*ZU BEARBEITENDE DATEN*
----
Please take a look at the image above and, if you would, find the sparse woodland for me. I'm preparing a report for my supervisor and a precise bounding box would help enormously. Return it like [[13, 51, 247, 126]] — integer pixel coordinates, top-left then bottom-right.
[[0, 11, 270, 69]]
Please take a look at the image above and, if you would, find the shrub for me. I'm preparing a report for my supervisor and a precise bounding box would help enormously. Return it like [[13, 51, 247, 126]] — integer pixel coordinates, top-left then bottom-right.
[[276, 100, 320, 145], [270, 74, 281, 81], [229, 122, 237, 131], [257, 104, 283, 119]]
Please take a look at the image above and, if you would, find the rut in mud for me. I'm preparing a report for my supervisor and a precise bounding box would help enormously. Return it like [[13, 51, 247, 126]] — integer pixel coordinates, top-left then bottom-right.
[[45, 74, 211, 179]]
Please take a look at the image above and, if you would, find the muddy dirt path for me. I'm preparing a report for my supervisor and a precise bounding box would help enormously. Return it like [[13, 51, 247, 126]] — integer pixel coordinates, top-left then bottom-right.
----
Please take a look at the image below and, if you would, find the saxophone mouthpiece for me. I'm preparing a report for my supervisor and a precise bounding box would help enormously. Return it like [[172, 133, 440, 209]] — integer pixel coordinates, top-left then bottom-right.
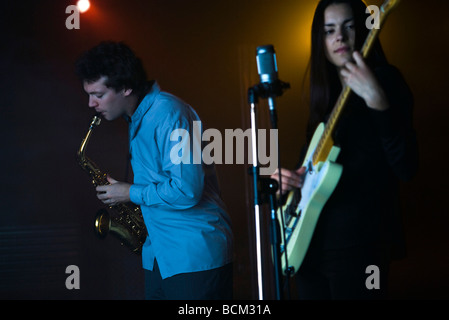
----
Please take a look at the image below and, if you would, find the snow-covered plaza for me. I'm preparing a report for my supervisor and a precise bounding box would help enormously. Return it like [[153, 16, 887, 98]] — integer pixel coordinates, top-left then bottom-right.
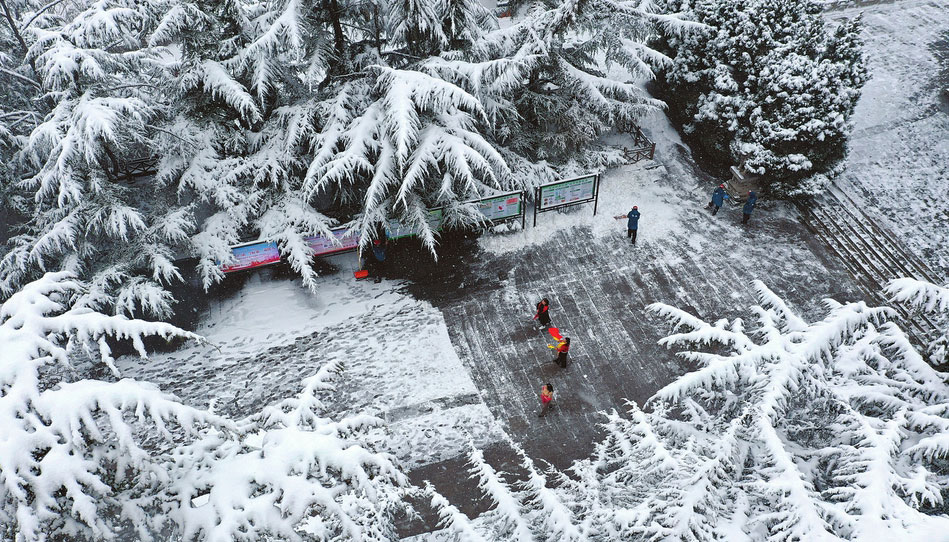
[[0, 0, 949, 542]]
----
*AUFGABENSTELLUNG*
Schreiben Sie aus den obigen Daten alles von der Zeile mit „find the sparse“ bis hinunter zur Zeile mit „[[0, 11, 270, 69]]“ unverändert ab, wobei beide Zeilen dazugehören.

*ANTWORT ZUR AUFGABE*
Please take a look at the image above and, if you would, find the sparse woodland for me. I'm preparing a report for my supervisor and a precise bounding box would help enormously. Return it like [[13, 51, 247, 126]] — integer pixel coordinates, top-left then bottom-right.
[[0, 11, 270, 69]]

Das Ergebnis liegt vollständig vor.